### [Request]
Render the stretch of rows from the very start through the line containing "left=60, top=73, right=106, bottom=212", both ends included, as a numbered list with blank lines left out.

[Start Records for the exercise]

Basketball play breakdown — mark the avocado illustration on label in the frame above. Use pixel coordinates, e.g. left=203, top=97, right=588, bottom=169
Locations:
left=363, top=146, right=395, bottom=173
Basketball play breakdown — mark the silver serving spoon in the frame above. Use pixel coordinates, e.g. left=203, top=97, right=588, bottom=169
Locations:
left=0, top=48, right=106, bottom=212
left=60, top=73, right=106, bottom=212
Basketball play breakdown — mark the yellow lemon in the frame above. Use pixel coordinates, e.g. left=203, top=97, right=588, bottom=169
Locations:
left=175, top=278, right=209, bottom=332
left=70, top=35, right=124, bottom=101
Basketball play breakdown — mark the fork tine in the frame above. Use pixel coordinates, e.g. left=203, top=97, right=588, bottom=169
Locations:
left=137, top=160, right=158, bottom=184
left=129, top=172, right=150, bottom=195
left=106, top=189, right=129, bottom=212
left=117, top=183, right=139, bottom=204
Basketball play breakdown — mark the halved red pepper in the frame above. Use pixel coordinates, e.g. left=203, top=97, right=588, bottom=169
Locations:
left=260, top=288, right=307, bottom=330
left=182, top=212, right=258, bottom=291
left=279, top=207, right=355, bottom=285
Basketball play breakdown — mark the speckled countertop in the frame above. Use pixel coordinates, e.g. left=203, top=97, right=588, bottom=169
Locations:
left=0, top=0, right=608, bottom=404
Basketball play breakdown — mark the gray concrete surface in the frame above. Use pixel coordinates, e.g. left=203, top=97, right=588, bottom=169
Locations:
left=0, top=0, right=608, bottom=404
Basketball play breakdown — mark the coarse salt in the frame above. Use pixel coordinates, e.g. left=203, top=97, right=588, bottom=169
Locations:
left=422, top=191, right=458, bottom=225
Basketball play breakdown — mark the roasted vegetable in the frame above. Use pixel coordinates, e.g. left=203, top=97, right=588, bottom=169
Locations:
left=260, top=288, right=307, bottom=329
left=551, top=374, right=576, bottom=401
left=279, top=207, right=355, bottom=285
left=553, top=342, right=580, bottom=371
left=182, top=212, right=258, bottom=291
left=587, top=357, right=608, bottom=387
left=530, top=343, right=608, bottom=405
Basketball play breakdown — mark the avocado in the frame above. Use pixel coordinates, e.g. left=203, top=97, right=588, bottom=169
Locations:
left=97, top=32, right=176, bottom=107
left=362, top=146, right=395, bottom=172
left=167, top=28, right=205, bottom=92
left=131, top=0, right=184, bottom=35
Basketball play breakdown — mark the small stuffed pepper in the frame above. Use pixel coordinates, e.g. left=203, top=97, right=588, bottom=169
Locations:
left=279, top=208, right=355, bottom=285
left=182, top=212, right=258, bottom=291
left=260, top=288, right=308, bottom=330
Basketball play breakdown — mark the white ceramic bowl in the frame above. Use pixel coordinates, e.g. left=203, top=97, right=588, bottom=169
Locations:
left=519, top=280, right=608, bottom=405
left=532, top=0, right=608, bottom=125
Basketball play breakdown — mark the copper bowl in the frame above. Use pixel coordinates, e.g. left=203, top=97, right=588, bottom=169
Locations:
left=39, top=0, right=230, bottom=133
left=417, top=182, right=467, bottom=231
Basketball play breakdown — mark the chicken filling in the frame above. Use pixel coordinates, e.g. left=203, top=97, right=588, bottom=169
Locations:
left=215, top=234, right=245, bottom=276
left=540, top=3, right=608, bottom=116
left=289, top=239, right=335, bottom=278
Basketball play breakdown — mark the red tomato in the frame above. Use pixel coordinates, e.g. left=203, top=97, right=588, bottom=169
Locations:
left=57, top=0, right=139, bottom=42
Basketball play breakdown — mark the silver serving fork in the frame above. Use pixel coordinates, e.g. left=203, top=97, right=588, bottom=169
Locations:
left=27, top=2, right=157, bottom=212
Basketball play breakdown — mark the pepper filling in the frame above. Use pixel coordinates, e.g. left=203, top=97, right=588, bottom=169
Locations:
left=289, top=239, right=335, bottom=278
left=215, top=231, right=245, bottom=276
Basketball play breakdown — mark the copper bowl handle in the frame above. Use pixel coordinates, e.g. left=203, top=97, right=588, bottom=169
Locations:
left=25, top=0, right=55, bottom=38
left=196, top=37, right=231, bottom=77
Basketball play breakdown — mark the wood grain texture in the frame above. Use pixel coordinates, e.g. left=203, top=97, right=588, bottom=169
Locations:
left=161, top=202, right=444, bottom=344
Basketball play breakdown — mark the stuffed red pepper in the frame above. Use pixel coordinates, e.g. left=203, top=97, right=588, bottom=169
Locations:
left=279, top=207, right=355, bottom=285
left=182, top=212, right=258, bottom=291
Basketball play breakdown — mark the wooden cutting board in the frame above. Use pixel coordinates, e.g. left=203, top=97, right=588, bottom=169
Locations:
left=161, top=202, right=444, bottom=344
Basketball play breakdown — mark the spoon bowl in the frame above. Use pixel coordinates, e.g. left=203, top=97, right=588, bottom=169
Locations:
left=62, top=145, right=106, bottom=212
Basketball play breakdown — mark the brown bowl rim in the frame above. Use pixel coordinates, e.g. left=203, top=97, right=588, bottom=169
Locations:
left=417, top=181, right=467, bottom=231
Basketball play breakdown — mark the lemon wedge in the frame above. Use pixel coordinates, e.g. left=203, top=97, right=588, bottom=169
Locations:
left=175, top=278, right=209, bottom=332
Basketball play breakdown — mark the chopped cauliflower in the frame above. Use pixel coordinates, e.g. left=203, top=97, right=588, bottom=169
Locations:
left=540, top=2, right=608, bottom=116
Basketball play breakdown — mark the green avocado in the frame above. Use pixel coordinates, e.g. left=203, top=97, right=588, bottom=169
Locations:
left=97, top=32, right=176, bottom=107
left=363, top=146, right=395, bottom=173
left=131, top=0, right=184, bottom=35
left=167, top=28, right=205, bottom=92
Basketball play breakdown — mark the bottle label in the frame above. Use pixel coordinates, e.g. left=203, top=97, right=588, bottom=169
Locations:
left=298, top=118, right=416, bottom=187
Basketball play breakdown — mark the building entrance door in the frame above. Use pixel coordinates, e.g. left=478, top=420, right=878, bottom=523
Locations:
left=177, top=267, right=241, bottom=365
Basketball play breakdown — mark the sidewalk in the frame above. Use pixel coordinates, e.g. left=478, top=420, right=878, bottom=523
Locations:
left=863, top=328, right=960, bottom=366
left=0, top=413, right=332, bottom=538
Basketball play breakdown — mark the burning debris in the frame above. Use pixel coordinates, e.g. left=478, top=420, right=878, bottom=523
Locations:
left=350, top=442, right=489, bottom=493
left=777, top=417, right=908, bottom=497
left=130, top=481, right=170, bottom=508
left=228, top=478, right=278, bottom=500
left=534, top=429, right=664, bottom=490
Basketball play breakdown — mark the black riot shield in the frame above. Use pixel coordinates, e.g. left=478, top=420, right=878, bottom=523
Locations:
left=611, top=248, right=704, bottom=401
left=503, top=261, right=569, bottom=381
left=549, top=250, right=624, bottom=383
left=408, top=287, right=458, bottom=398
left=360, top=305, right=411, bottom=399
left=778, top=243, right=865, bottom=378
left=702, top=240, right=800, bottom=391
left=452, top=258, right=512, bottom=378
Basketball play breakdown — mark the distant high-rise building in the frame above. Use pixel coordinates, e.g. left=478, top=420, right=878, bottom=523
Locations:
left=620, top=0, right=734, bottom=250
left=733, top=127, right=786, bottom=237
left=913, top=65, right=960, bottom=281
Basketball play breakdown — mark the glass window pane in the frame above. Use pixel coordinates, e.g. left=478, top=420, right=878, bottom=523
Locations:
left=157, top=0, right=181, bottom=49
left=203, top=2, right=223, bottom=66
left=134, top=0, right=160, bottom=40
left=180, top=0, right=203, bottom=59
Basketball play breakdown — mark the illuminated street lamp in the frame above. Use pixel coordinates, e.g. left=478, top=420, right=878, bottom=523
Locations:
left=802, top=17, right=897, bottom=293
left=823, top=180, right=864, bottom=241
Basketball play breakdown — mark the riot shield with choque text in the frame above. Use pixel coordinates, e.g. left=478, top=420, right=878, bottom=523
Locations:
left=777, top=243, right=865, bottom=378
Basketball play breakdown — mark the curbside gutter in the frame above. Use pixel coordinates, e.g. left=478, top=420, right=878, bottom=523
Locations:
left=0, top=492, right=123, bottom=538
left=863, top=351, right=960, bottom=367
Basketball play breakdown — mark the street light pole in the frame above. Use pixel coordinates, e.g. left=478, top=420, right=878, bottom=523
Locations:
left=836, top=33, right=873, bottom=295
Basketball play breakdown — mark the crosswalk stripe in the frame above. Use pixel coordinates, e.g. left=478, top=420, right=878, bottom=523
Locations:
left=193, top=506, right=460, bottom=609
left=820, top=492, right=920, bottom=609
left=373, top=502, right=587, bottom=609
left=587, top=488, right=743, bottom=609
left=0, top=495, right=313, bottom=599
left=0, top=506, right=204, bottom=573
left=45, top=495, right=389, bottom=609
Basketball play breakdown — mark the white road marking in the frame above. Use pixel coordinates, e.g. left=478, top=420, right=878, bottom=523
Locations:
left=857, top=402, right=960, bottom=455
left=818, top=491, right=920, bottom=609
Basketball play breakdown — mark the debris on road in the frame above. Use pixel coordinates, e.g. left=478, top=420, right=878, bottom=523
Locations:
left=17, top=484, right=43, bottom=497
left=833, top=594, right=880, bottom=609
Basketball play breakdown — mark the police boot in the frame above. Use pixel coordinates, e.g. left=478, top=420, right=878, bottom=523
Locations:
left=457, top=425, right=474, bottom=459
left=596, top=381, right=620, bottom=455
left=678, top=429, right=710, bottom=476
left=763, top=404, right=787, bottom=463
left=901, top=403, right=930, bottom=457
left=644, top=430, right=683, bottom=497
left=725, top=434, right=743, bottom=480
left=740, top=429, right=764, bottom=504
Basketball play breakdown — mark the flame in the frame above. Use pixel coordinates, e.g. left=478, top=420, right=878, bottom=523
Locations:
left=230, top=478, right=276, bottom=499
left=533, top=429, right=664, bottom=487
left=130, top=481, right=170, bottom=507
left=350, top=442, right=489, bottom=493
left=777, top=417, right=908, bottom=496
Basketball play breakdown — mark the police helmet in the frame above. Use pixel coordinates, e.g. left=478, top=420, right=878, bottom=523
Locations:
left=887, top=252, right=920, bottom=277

[End Records for the exercise]

### [Answer to this problem]
1. Basketball play breakdown — mark the avocado illustration on label in the frame above. Use pixel coordinates, e.g. left=203, top=97, right=588, bottom=169
2. Locations:
3. left=363, top=146, right=395, bottom=173
4. Basketball play breakdown — mark the silver serving spoon in the frame above. Use pixel coordinates, e.g. left=203, top=97, right=588, bottom=169
5. Locations:
6. left=0, top=48, right=106, bottom=212
7. left=60, top=73, right=106, bottom=212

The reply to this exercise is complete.